EXERCISE TASK>
Every record must be written out once more, with nothing added or omitted.

DATA SUPPLIED>

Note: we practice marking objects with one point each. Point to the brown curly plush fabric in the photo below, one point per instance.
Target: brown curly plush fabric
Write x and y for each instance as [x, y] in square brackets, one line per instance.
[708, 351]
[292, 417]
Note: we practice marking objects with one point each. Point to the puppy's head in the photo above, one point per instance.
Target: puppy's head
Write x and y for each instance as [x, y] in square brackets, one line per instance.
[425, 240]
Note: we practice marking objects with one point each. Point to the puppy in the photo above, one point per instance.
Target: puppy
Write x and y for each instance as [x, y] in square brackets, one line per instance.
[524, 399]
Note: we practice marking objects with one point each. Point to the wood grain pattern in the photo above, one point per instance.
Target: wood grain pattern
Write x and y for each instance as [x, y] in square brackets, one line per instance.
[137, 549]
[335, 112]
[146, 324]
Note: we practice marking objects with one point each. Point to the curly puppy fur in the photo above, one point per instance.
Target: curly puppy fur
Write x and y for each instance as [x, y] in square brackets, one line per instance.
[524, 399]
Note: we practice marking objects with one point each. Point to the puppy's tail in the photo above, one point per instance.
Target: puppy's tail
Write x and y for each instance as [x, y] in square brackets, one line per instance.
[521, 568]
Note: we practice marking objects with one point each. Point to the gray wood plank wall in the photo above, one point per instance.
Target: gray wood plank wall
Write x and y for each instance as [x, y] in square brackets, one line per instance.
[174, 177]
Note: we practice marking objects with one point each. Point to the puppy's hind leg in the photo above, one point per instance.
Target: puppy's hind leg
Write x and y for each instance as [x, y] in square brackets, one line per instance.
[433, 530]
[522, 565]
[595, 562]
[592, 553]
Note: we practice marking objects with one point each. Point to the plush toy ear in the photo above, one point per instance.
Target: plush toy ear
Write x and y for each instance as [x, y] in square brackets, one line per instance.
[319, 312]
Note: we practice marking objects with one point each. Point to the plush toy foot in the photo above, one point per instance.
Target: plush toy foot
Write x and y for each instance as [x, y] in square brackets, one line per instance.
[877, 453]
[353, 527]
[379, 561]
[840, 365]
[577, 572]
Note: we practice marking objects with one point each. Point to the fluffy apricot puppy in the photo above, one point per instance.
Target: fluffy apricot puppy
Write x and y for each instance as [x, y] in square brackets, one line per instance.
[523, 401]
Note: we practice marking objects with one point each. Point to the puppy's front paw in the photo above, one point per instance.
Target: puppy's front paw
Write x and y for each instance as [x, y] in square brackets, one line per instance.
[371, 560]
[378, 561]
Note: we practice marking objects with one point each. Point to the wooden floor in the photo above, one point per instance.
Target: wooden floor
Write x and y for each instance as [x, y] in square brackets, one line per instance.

CORRECT OUTPUT>
Note: we practice marking objects with one point each. Point to the brown curly plush fabric in the photo below, one point per instance.
Target: brown curly plush fabric
Write x and y for each instance as [x, y] in square brackets, one line per instance.
[708, 351]
[292, 417]
Note: we practice marking objects with one point each. Point to the puppy's head in the photo above, one point per instance.
Target: puppy's head
Write x and y for each instance as [x, y] in square brackets, one line per instance.
[425, 240]
Note: we practice marking objects with one point each. Point to the puppy in the photo above, one point per instance.
Target: puppy
Write x and y for each instance as [x, y] in square brackets, one line per instance.
[524, 399]
Note: we practice marking objects with one point each. Point to the wood grain pattern in the photo above, one point per instance.
Target: wood grain pattern
Write x and y for each instance as [x, y] in square brackets, one line per instance.
[137, 549]
[335, 112]
[146, 324]
Note: we practice marking objects with one point each. Point to the curly puppy fur in the photo above, one point per instance.
Target: curly puppy fur
Write x and y for each instance as [x, y] in square brackets, one line per instance.
[524, 399]
Note: we practice marking objects with one point each. Point to the puppy's tail in the photo above, one point per instance.
Target: puppy's tail
Write x and y for each instance as [x, y] in square brackets, one line per instance.
[521, 568]
Note: we practice marking objects with one point each. Point to the gray wood plank wall in the photo above, one point per instance.
Target: gray wood plank wall
Write x and y for each instance as [x, y] in square brackets, one line per instance.
[174, 177]
Note: we practice marking objects with one point each. Point to the puppy's hind leg in the photo above, one point per instance.
Target: puppy's hind leg
Write x and y for each instance as [x, y] in square brackets, one line per instance.
[433, 530]
[522, 565]
[595, 562]
[592, 553]
Note: we practice marking objects with one point each. Point to the plush toy ear in the photo above, one point per instance.
Target: plush toy ear
Write x and y for each instance as [x, y] in square brackets, one line per instance.
[319, 312]
Note: we practice marking objects with one point each. Point to the plush toy foot in the photo above, one point per instance.
Target: plush toy foot
Write x and y for each instance as [x, y] in square brackets, one line per instance.
[877, 453]
[353, 527]
[379, 561]
[840, 365]
[577, 572]
Note: we practice marking objects with one point each. Point to the fluffy apricot puppy in the photo above, one point per instance.
Target: fluffy apricot puppy
Write x and y for each instance as [x, y] in square brackets, one line per instance.
[523, 401]
Note: we practice marking objects with one point each. Point to the puppy's front paw in the photo above, one point per instance.
Target: puppy's front paw
Write x and y for each instance as [x, y] in square brackets, one line per instance.
[371, 560]
[378, 561]
Note: we practice marking objects with one point each. Point to the wooden floor in the photo above, one point per instance.
Target: wooden floor
Write x and y for each instance as [x, y] in square brackets, one line per instance.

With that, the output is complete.